§ THE PROBLEM: Say how many lines of the listing below hold the string "cushion", and say nothing else.

§ MATERIAL SUPPLIED:
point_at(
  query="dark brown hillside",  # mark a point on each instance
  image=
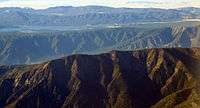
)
(135, 79)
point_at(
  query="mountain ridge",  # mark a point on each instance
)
(138, 79)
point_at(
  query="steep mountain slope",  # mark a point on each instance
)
(31, 47)
(135, 79)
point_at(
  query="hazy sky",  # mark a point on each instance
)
(39, 4)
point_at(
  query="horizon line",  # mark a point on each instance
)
(99, 6)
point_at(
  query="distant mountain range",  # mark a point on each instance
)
(153, 78)
(32, 47)
(92, 15)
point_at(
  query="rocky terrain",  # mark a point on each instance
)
(157, 78)
(32, 47)
(91, 15)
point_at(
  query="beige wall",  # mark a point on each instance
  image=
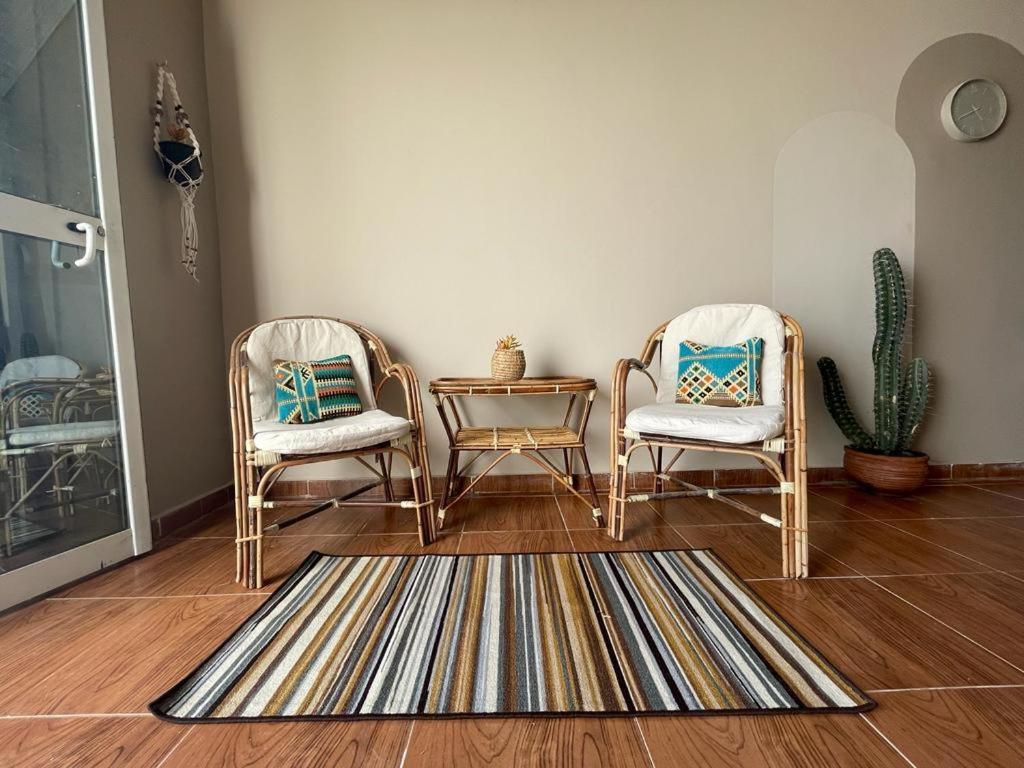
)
(450, 172)
(970, 253)
(177, 324)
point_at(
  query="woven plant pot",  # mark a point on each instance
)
(888, 474)
(508, 365)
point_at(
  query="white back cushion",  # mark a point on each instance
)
(721, 325)
(301, 339)
(43, 367)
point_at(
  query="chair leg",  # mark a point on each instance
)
(421, 495)
(386, 472)
(616, 527)
(596, 508)
(448, 489)
(801, 540)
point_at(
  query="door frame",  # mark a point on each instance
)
(34, 219)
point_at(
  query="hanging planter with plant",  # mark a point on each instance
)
(180, 160)
(885, 461)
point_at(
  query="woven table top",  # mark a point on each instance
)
(529, 385)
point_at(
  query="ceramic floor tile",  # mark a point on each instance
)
(964, 728)
(880, 641)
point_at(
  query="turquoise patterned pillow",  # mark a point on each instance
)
(719, 376)
(315, 390)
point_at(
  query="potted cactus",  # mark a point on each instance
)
(885, 461)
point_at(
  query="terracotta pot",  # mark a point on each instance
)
(889, 474)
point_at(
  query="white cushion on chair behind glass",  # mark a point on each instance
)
(301, 339)
(721, 325)
(41, 367)
(66, 432)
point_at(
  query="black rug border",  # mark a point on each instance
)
(869, 705)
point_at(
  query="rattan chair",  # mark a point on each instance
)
(773, 433)
(263, 448)
(57, 428)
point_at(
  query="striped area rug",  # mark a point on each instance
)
(612, 633)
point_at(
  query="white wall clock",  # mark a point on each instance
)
(974, 110)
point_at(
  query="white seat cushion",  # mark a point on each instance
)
(734, 425)
(344, 433)
(79, 431)
(43, 367)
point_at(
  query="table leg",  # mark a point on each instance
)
(446, 489)
(598, 517)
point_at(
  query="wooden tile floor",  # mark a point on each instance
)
(920, 600)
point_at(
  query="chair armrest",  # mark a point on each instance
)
(406, 377)
(414, 408)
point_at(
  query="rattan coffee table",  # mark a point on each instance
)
(530, 442)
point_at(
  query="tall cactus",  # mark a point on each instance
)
(900, 398)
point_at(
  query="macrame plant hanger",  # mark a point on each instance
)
(181, 162)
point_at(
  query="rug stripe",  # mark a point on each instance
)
(608, 632)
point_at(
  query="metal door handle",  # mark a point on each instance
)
(90, 242)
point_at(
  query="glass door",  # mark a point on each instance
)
(72, 483)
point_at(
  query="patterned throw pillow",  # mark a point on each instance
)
(719, 376)
(315, 390)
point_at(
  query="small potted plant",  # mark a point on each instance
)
(885, 461)
(508, 363)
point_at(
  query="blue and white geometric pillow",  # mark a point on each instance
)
(314, 390)
(719, 376)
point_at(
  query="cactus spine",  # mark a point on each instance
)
(900, 397)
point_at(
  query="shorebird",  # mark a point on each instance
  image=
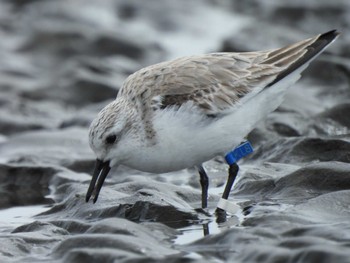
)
(182, 113)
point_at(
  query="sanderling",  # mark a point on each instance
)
(181, 113)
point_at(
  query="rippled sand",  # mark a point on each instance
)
(62, 61)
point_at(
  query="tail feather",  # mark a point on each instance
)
(310, 47)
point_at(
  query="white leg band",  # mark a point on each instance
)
(228, 206)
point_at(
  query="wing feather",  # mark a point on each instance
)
(216, 83)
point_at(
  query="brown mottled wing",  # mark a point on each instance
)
(216, 83)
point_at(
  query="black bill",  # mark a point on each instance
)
(100, 172)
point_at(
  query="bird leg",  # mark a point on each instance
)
(204, 184)
(232, 174)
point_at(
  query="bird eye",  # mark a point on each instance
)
(111, 139)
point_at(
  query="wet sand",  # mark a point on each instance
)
(62, 61)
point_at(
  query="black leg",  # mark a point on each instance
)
(232, 174)
(205, 184)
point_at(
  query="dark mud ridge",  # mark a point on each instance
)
(62, 61)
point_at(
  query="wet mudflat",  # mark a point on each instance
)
(62, 61)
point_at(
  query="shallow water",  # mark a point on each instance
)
(62, 61)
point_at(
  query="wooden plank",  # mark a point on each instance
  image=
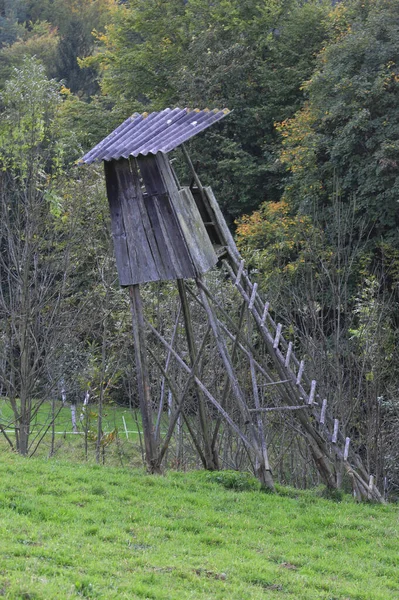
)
(346, 449)
(300, 372)
(240, 272)
(323, 411)
(265, 313)
(154, 202)
(117, 227)
(142, 263)
(221, 225)
(288, 355)
(253, 296)
(335, 433)
(195, 234)
(191, 225)
(174, 241)
(312, 392)
(278, 335)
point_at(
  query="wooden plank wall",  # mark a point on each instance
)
(158, 233)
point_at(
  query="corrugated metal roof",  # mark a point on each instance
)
(151, 133)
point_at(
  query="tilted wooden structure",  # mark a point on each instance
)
(163, 231)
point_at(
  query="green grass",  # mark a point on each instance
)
(72, 447)
(74, 530)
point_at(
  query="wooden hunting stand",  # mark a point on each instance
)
(163, 231)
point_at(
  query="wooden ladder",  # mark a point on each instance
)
(295, 378)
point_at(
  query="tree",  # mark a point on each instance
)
(249, 57)
(33, 260)
(348, 130)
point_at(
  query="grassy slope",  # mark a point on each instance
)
(69, 531)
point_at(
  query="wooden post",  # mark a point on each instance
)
(210, 455)
(143, 380)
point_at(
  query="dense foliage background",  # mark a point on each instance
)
(306, 166)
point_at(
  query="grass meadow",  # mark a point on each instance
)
(73, 530)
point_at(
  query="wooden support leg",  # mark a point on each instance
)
(211, 457)
(143, 380)
(235, 387)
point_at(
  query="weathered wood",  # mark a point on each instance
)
(312, 392)
(204, 389)
(220, 223)
(288, 355)
(264, 472)
(335, 432)
(117, 226)
(265, 313)
(279, 408)
(143, 380)
(191, 225)
(240, 272)
(323, 411)
(211, 460)
(300, 372)
(143, 266)
(346, 450)
(278, 335)
(253, 296)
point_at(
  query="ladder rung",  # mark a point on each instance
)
(288, 356)
(253, 296)
(240, 271)
(346, 450)
(265, 311)
(278, 335)
(300, 372)
(323, 411)
(312, 392)
(335, 434)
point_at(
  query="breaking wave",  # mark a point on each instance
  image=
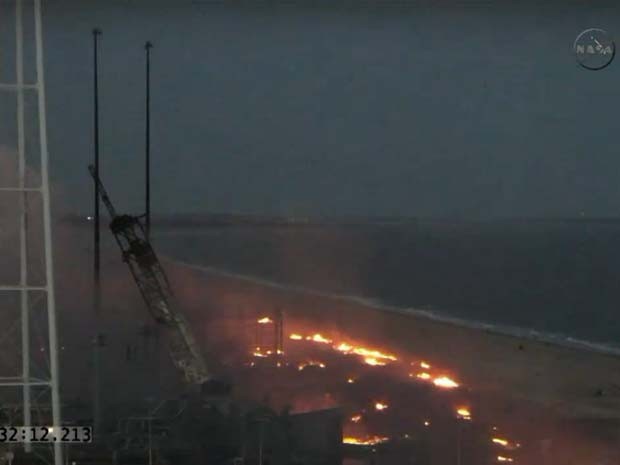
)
(523, 333)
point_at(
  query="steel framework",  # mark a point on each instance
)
(29, 366)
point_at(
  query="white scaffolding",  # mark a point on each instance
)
(27, 378)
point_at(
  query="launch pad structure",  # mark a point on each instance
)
(29, 383)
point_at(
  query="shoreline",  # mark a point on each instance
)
(513, 374)
(560, 340)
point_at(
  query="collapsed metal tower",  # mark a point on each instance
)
(28, 342)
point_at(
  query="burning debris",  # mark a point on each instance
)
(463, 413)
(380, 406)
(445, 382)
(369, 441)
(308, 346)
(310, 363)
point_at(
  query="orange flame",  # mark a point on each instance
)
(380, 406)
(445, 382)
(371, 441)
(319, 338)
(310, 364)
(373, 362)
(463, 413)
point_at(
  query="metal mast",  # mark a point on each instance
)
(35, 375)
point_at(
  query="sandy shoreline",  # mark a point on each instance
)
(570, 381)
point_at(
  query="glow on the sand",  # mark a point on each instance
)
(318, 338)
(371, 441)
(373, 362)
(380, 406)
(445, 382)
(463, 413)
(310, 363)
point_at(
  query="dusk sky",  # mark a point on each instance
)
(448, 109)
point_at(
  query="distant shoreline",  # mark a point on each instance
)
(558, 340)
(231, 220)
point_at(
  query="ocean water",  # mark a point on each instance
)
(558, 280)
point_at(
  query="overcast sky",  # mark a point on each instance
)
(471, 110)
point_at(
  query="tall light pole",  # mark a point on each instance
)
(97, 341)
(147, 141)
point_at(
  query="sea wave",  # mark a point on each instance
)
(492, 328)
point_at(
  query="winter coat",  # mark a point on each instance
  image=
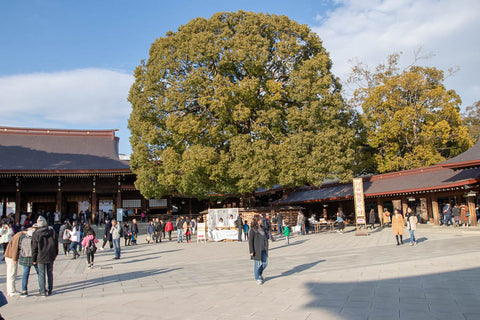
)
(12, 250)
(169, 226)
(397, 224)
(255, 241)
(6, 234)
(44, 246)
(412, 222)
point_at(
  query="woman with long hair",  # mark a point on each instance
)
(258, 246)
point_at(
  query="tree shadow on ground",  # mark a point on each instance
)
(297, 269)
(293, 243)
(106, 280)
(415, 297)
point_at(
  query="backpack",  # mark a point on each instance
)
(66, 234)
(91, 247)
(26, 247)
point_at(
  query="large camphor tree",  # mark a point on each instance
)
(410, 119)
(236, 102)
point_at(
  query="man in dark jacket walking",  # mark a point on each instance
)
(44, 252)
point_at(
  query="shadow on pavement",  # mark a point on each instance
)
(297, 269)
(105, 280)
(443, 295)
(293, 243)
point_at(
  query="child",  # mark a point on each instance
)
(286, 233)
(246, 228)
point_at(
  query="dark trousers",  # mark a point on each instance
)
(45, 270)
(90, 257)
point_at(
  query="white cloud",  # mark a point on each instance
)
(369, 30)
(77, 99)
(85, 97)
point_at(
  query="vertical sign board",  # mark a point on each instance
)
(359, 204)
(201, 232)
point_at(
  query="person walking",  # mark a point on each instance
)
(127, 235)
(258, 247)
(397, 226)
(134, 230)
(447, 214)
(75, 240)
(11, 256)
(246, 229)
(286, 233)
(44, 253)
(412, 222)
(26, 258)
(341, 224)
(65, 235)
(6, 234)
(280, 223)
(89, 242)
(179, 226)
(169, 229)
(116, 232)
(150, 232)
(107, 236)
(371, 219)
(239, 225)
(187, 230)
(158, 230)
(386, 217)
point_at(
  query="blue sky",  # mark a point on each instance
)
(69, 64)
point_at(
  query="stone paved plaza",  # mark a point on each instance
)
(318, 276)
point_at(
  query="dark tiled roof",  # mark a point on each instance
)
(57, 150)
(468, 159)
(424, 179)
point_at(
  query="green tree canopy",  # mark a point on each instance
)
(235, 102)
(472, 120)
(410, 119)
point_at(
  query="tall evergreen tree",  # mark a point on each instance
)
(235, 102)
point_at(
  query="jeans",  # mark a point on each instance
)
(412, 236)
(73, 247)
(26, 274)
(45, 269)
(260, 265)
(179, 235)
(116, 247)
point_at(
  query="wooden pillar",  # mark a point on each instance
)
(471, 208)
(436, 213)
(18, 204)
(380, 210)
(119, 199)
(397, 204)
(430, 210)
(94, 201)
(404, 206)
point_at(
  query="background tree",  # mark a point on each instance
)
(410, 119)
(471, 119)
(235, 102)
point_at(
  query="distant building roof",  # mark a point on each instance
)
(403, 182)
(468, 159)
(54, 150)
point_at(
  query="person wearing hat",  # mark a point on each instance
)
(11, 261)
(44, 252)
(26, 259)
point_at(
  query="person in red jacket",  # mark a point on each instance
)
(169, 229)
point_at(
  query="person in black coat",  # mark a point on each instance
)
(258, 246)
(107, 236)
(44, 253)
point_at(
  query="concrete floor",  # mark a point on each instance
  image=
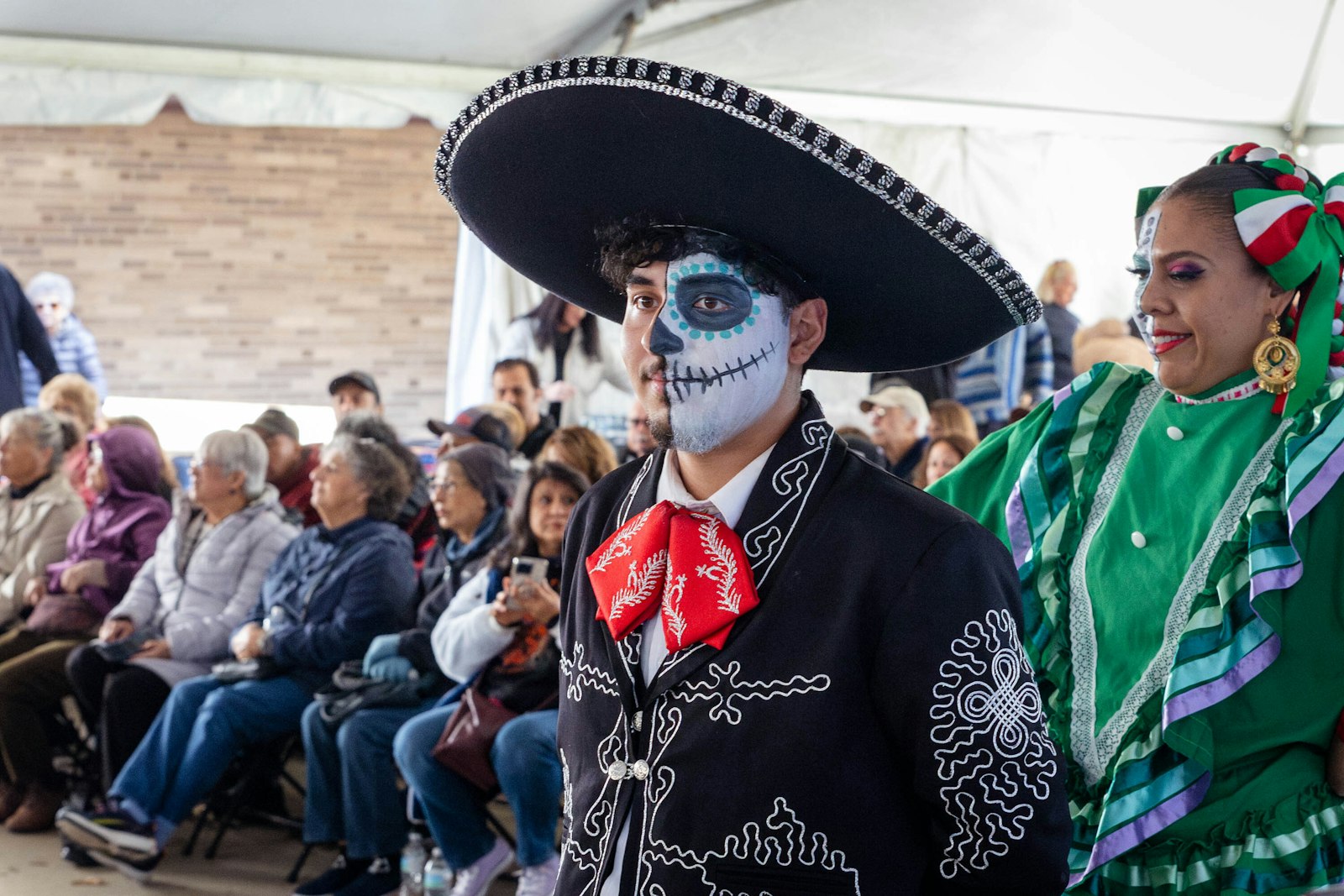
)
(252, 862)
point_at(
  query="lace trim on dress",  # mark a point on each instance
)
(1095, 752)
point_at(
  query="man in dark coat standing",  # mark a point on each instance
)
(783, 669)
(20, 331)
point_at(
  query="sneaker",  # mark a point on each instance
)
(382, 878)
(477, 878)
(539, 880)
(342, 872)
(138, 869)
(77, 856)
(113, 833)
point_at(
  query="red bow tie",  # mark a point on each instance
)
(689, 563)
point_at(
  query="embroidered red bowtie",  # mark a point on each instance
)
(689, 563)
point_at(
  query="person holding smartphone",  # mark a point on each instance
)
(510, 627)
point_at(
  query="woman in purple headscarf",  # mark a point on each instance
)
(102, 553)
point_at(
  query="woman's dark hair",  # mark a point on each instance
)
(548, 316)
(1210, 191)
(521, 540)
(367, 425)
(632, 242)
(378, 469)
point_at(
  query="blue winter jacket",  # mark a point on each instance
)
(329, 593)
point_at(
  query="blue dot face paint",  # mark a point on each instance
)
(732, 359)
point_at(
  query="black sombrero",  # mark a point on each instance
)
(541, 160)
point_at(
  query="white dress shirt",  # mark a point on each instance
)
(727, 504)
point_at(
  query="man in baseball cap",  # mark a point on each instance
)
(355, 391)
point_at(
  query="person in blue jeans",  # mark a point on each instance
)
(353, 790)
(512, 633)
(327, 595)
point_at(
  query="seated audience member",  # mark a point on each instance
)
(1109, 340)
(948, 417)
(860, 443)
(353, 793)
(329, 593)
(53, 297)
(71, 396)
(942, 454)
(168, 483)
(355, 391)
(898, 417)
(417, 513)
(506, 637)
(638, 439)
(38, 508)
(517, 385)
(288, 463)
(104, 553)
(474, 425)
(581, 448)
(202, 580)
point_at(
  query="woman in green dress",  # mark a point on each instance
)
(1180, 544)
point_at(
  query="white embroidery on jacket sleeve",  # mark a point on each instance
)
(992, 750)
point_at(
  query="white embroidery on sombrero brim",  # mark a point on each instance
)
(721, 94)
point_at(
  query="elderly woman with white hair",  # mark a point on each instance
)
(53, 297)
(201, 584)
(38, 506)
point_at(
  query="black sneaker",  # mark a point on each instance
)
(382, 878)
(78, 856)
(113, 833)
(342, 872)
(138, 869)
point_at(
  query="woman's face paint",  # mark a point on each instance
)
(707, 351)
(1142, 269)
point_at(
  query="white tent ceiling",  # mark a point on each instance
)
(1034, 120)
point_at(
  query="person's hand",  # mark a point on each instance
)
(81, 574)
(37, 590)
(246, 641)
(558, 391)
(382, 647)
(116, 629)
(155, 649)
(389, 669)
(501, 610)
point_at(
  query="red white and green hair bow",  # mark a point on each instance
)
(1294, 228)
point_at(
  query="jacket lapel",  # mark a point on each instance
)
(784, 500)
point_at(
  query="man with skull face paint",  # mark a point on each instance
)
(783, 669)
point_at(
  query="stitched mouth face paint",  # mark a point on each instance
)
(726, 348)
(1144, 270)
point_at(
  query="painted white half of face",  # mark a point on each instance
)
(1144, 271)
(726, 347)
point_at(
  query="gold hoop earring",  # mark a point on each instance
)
(1277, 362)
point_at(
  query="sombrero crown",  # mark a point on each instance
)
(544, 157)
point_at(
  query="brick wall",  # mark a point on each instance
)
(242, 264)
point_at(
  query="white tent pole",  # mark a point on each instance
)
(1297, 118)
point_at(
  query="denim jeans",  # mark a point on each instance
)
(195, 736)
(528, 768)
(353, 790)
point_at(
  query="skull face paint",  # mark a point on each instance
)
(1142, 269)
(725, 345)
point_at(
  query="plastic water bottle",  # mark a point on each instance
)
(438, 878)
(413, 867)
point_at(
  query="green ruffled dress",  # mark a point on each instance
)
(1183, 589)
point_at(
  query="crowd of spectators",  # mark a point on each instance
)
(336, 595)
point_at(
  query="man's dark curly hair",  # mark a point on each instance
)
(633, 242)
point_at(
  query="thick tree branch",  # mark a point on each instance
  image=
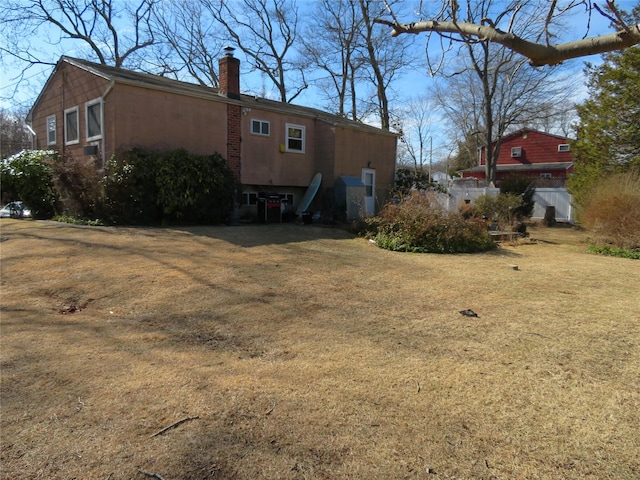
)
(537, 53)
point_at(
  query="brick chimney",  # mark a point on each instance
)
(229, 86)
(229, 74)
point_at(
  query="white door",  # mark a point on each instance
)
(369, 180)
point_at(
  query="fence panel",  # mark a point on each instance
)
(543, 198)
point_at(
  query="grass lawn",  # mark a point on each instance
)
(302, 352)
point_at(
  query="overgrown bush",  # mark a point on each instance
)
(78, 183)
(611, 210)
(525, 189)
(420, 224)
(28, 176)
(500, 208)
(146, 187)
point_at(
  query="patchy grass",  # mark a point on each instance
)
(307, 353)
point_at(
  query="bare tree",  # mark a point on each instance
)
(536, 46)
(493, 92)
(331, 45)
(385, 60)
(189, 41)
(266, 31)
(416, 140)
(111, 31)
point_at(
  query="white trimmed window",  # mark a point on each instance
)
(295, 138)
(71, 130)
(260, 127)
(51, 130)
(94, 119)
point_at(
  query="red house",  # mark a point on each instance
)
(529, 153)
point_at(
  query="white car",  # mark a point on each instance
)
(14, 210)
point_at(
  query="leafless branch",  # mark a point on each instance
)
(175, 424)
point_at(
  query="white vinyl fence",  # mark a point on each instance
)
(543, 198)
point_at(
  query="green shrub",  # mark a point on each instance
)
(77, 181)
(28, 176)
(174, 187)
(611, 210)
(419, 224)
(525, 189)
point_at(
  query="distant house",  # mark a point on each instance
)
(529, 153)
(274, 148)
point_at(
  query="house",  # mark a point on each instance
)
(273, 148)
(530, 153)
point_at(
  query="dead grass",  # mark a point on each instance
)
(307, 353)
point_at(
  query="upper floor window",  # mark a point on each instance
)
(51, 130)
(94, 119)
(71, 130)
(260, 127)
(295, 138)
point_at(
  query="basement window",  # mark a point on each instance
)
(295, 138)
(94, 119)
(51, 130)
(260, 127)
(71, 129)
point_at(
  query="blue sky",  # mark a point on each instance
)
(412, 83)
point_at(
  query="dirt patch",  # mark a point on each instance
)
(304, 352)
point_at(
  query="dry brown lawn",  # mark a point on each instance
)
(302, 352)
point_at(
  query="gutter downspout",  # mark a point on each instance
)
(104, 127)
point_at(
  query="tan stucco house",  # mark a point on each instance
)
(274, 148)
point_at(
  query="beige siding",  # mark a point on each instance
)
(160, 120)
(264, 162)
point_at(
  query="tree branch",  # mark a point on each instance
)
(537, 53)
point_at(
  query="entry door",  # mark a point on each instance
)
(369, 180)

§ ANSWER SECTION: 3